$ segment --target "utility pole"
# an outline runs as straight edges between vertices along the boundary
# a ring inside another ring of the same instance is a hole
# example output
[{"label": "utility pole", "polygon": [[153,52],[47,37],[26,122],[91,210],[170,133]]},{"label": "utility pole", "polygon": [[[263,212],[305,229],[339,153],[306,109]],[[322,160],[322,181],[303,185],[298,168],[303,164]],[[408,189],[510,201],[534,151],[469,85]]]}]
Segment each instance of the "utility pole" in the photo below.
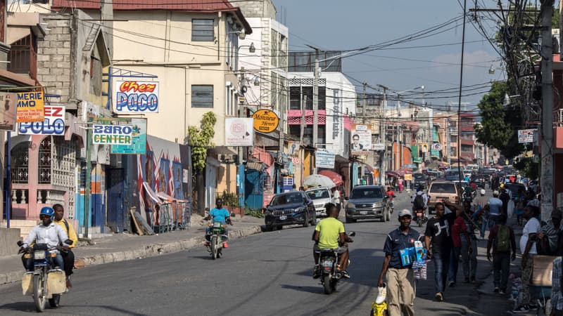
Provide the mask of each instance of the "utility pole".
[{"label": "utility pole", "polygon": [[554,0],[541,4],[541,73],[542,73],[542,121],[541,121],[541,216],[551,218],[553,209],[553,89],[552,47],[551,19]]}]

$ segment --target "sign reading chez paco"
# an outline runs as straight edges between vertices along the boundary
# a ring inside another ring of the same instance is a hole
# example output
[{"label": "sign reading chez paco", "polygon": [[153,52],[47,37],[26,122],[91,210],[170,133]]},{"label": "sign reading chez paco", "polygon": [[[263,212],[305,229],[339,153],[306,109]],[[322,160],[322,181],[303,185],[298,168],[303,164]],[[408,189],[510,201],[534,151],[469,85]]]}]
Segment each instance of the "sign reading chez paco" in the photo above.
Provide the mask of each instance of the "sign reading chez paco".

TASK OBJECTIVE: Rewrite every line of the records above as a numbered list, skipping blank lines and leaving out the pictures.

PROBLEM SOLUTION:
1. $ segment --target "utility pole"
2. # an outline runs as straight edges between vertices along the boundary
3. # a ring inside another ring of the same instance is a hole
4. # example output
5. [{"label": "utility pole", "polygon": [[153,52],[47,37],[26,122],[91,210],[170,133]]},{"label": "utility pole", "polygon": [[[263,212],[305,229],[339,153],[306,109]],[[322,160],[322,181],[303,185],[298,168],[303,164]],[[408,189],[510,201],[534,151],[469,85]]]}]
6. Segment each instance of the "utility pole" in the photo below.
7. Provide the mask of each instance of the "utility pole".
8. [{"label": "utility pole", "polygon": [[554,0],[541,4],[541,73],[542,73],[542,121],[541,121],[541,216],[551,218],[553,209],[553,89],[552,47],[551,19]]}]
9. $ segment --target "sign reading chez paco"
10. # an outline runs as straight edges between vertices along the boundary
11. # a ring inside another ring of the same instance is a hole
12. # example output
13. [{"label": "sign reading chez paco", "polygon": [[153,52],[47,37],[26,122],[91,210],[170,133]]},{"label": "sign reading chez paco", "polygon": [[[263,212],[305,229],[339,153],[306,109]],[[322,160],[322,181],[303,185],[298,168],[303,164]],[[408,189],[510,201],[534,151],[469,85]]]}]
14. Segment each instance of the "sign reading chez paco" in the photo above.
15. Provide the mask of each instance of the "sign reading chez paco".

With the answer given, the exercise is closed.